[INPUT FOR THIS TASK — start]

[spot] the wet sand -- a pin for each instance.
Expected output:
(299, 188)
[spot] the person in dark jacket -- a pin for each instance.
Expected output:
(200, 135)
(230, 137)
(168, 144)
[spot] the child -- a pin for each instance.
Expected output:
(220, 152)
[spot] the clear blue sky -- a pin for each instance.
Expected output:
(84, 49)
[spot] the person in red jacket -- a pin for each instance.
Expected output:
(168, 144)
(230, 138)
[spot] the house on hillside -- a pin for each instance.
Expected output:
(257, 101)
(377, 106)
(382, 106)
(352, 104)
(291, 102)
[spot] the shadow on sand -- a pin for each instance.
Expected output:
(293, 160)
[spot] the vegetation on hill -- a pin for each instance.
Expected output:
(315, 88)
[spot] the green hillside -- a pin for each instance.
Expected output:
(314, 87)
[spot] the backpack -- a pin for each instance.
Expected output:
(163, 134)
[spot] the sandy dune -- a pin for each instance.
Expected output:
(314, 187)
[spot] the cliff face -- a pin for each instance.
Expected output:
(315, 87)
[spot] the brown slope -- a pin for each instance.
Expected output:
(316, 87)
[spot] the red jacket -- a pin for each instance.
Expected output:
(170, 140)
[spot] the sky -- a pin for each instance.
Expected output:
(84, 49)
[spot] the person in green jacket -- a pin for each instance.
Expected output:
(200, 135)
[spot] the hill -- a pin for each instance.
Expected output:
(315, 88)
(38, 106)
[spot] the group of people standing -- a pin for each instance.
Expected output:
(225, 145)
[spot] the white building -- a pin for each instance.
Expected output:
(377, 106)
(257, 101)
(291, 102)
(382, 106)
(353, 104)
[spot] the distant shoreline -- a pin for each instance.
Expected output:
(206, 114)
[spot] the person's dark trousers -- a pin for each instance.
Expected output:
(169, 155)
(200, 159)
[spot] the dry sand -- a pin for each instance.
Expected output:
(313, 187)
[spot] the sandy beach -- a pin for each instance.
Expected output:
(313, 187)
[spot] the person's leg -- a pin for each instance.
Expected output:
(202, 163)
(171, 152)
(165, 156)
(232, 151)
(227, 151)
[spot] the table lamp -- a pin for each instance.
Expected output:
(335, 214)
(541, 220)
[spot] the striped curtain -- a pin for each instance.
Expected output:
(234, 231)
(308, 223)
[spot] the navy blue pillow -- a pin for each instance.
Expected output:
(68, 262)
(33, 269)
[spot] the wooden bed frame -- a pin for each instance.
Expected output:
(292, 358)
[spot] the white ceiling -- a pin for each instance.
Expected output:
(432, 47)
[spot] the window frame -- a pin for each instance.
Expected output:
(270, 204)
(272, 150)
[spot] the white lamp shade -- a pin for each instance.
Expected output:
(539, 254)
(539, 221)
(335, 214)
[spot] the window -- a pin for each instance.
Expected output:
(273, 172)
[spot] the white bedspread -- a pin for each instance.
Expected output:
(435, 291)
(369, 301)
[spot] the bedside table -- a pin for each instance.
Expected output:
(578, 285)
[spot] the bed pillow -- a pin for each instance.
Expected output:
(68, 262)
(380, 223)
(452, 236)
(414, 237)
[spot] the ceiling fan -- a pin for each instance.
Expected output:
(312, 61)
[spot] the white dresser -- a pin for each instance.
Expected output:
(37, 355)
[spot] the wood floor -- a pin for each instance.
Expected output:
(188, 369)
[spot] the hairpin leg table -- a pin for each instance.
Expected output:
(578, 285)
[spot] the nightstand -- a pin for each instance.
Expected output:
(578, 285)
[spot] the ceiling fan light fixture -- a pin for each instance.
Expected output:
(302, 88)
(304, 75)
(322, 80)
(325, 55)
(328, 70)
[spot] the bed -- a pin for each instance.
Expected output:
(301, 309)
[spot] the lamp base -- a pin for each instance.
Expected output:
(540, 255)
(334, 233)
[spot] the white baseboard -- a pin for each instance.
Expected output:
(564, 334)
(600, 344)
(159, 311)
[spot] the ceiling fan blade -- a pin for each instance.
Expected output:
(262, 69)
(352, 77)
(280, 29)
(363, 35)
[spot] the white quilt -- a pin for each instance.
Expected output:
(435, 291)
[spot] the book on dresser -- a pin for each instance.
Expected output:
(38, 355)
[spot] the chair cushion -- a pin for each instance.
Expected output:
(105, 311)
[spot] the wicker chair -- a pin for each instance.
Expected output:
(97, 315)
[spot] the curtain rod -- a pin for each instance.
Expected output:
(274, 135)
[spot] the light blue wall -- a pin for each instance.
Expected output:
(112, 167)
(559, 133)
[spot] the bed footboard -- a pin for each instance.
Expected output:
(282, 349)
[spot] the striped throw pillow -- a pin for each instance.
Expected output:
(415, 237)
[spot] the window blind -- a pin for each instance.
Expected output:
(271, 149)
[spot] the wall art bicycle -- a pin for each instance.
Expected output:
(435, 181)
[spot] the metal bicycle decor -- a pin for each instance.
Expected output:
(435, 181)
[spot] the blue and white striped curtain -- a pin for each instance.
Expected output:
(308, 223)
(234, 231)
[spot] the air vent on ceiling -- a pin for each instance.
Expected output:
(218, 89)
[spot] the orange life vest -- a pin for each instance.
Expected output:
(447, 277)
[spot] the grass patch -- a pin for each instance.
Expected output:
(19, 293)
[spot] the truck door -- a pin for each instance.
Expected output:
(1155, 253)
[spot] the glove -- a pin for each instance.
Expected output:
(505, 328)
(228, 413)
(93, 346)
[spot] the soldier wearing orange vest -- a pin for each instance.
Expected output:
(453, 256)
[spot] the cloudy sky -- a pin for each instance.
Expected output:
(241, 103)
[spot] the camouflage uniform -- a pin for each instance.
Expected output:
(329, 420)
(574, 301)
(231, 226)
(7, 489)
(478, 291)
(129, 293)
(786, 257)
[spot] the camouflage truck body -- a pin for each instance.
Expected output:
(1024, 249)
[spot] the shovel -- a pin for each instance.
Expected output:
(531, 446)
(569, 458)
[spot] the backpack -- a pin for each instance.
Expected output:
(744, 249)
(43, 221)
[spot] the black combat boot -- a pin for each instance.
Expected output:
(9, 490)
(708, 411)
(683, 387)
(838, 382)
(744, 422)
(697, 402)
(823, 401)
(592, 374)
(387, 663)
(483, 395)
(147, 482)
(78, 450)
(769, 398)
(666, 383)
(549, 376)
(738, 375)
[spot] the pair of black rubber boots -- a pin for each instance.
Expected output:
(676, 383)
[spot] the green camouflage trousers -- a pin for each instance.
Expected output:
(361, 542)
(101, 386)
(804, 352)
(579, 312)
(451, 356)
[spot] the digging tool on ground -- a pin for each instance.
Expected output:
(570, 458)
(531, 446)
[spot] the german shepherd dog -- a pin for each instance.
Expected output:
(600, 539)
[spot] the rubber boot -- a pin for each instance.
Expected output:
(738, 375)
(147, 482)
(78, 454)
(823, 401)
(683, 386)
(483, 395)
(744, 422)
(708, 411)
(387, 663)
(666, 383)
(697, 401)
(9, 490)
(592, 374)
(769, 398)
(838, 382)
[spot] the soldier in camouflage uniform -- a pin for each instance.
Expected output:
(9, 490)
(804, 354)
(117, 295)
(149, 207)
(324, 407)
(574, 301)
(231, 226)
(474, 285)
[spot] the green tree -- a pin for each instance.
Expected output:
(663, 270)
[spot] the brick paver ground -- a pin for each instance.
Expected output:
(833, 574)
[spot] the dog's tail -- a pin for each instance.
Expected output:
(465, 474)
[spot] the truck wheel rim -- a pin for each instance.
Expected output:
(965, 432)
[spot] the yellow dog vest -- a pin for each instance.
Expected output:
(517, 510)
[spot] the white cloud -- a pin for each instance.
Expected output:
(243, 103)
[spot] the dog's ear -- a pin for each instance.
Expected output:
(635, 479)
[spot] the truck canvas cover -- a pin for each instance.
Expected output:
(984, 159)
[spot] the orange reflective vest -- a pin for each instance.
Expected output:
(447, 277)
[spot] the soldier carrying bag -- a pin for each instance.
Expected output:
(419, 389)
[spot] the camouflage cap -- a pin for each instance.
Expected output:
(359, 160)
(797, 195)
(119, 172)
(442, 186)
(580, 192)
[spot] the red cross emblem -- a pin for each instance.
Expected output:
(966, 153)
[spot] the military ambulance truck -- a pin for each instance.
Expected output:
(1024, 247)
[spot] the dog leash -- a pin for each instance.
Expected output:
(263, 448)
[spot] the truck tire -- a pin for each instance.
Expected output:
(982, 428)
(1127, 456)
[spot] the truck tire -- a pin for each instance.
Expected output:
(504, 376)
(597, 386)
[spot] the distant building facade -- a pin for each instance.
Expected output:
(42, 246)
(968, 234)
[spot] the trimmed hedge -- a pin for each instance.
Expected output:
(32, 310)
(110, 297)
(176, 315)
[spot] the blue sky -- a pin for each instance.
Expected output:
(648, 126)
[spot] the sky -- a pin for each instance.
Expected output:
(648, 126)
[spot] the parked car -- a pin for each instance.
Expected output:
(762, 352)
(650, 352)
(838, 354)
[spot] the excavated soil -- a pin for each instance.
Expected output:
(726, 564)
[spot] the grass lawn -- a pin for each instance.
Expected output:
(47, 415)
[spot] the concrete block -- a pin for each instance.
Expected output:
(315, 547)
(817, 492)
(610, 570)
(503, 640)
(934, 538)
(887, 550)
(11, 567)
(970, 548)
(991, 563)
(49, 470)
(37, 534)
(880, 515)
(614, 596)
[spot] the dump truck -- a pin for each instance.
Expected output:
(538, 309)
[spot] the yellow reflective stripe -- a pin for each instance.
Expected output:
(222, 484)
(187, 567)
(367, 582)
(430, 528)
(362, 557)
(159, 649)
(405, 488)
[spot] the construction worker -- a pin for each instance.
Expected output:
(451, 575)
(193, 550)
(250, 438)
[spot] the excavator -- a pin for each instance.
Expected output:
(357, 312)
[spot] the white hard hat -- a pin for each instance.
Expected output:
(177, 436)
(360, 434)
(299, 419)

[INPUT FOR THIS TASK — finish]

WHAT YOU ARE ASKED TO DO.
Please copy each line of the records above in which the word "black" can be found.

ANSWER SPACE.
[spot] the black combat boot -- a pin for each instance.
[spot] the pair of black rubber boots -- a pin for each instance.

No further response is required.